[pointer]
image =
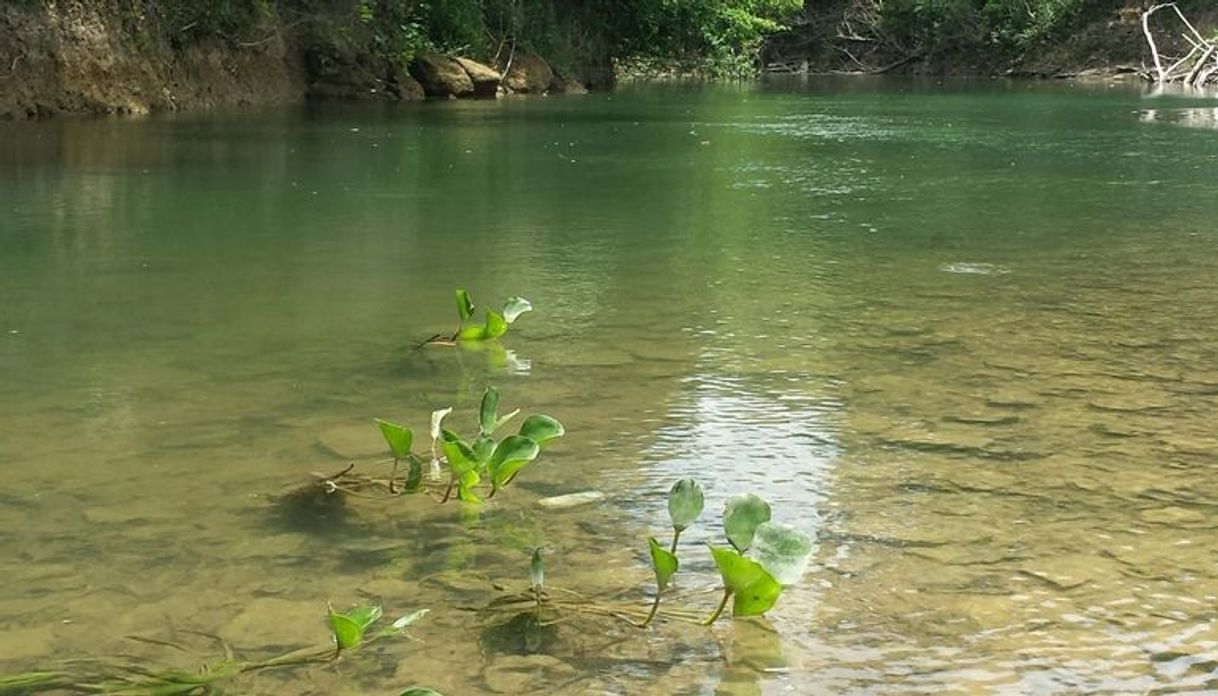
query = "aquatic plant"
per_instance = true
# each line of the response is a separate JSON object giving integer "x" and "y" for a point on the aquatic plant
{"x": 495, "y": 324}
{"x": 763, "y": 557}
{"x": 478, "y": 466}
{"x": 686, "y": 501}
{"x": 122, "y": 677}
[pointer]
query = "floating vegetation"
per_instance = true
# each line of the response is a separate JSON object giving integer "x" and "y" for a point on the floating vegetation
{"x": 124, "y": 677}
{"x": 495, "y": 326}
{"x": 478, "y": 467}
{"x": 760, "y": 560}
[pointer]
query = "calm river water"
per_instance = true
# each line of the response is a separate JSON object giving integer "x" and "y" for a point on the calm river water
{"x": 965, "y": 334}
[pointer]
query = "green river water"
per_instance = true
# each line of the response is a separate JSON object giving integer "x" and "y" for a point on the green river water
{"x": 966, "y": 334}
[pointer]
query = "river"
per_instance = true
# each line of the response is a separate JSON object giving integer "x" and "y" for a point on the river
{"x": 965, "y": 334}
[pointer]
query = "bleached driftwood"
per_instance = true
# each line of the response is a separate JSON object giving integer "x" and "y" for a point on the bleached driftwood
{"x": 1190, "y": 70}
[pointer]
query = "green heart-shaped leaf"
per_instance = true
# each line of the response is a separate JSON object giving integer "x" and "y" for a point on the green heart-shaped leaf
{"x": 509, "y": 457}
{"x": 754, "y": 591}
{"x": 347, "y": 633}
{"x": 685, "y": 504}
{"x": 397, "y": 436}
{"x": 783, "y": 551}
{"x": 464, "y": 305}
{"x": 514, "y": 307}
{"x": 496, "y": 326}
{"x": 663, "y": 562}
{"x": 742, "y": 517}
{"x": 541, "y": 428}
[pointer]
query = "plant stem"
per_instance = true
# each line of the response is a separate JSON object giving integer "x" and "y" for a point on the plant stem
{"x": 655, "y": 608}
{"x": 448, "y": 491}
{"x": 719, "y": 610}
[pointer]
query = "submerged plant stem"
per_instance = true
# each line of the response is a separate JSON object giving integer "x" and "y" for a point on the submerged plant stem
{"x": 719, "y": 610}
{"x": 655, "y": 608}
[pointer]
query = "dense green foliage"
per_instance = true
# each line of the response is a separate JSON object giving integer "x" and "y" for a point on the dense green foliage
{"x": 936, "y": 24}
{"x": 697, "y": 33}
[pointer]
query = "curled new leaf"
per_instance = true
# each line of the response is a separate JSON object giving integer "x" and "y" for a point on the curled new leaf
{"x": 464, "y": 305}
{"x": 397, "y": 436}
{"x": 489, "y": 411}
{"x": 541, "y": 428}
{"x": 459, "y": 455}
{"x": 482, "y": 447}
{"x": 754, "y": 591}
{"x": 471, "y": 334}
{"x": 663, "y": 562}
{"x": 537, "y": 571}
{"x": 514, "y": 307}
{"x": 783, "y": 551}
{"x": 437, "y": 421}
{"x": 742, "y": 517}
{"x": 465, "y": 486}
{"x": 364, "y": 616}
{"x": 413, "y": 617}
{"x": 496, "y": 326}
{"x": 685, "y": 504}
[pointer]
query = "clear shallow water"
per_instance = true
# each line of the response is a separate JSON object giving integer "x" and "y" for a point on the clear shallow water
{"x": 966, "y": 334}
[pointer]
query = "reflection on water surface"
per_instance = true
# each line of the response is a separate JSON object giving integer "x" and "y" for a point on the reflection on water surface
{"x": 965, "y": 334}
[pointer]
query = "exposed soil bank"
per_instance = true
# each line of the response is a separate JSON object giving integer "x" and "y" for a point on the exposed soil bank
{"x": 80, "y": 56}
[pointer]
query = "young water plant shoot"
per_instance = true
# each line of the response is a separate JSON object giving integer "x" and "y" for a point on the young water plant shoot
{"x": 761, "y": 558}
{"x": 478, "y": 467}
{"x": 350, "y": 630}
{"x": 495, "y": 326}
{"x": 764, "y": 556}
{"x": 685, "y": 505}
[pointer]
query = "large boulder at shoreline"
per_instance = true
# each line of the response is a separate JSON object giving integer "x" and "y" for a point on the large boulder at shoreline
{"x": 529, "y": 73}
{"x": 485, "y": 78}
{"x": 564, "y": 84}
{"x": 441, "y": 76}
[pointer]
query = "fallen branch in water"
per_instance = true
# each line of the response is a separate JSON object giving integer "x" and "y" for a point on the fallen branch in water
{"x": 1189, "y": 70}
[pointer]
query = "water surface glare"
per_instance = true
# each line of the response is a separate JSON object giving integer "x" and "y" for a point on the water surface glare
{"x": 966, "y": 334}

------------------------------

_What is required_
Filter the records above, copying each line that contains the word "plant". Matching is case-sensitive.

_Reply_
query = "aquatic plant"
# each line of the response is a separate JSON object giving integer "x" and "y" for a point on the aquatic plant
query = "plant stem"
# each line of the response is a separate JSON object giving integer "x" and "y" for a point on the plant stem
query = "submerged plant stem"
# each line of the response is a separate JSON object giving integer "x" and "y" for a point on the submerged plant stem
query = "young water plant shoot"
# each line of the response is a separate JSON object giving integer "x" and "y" for a point on the young water plant shoot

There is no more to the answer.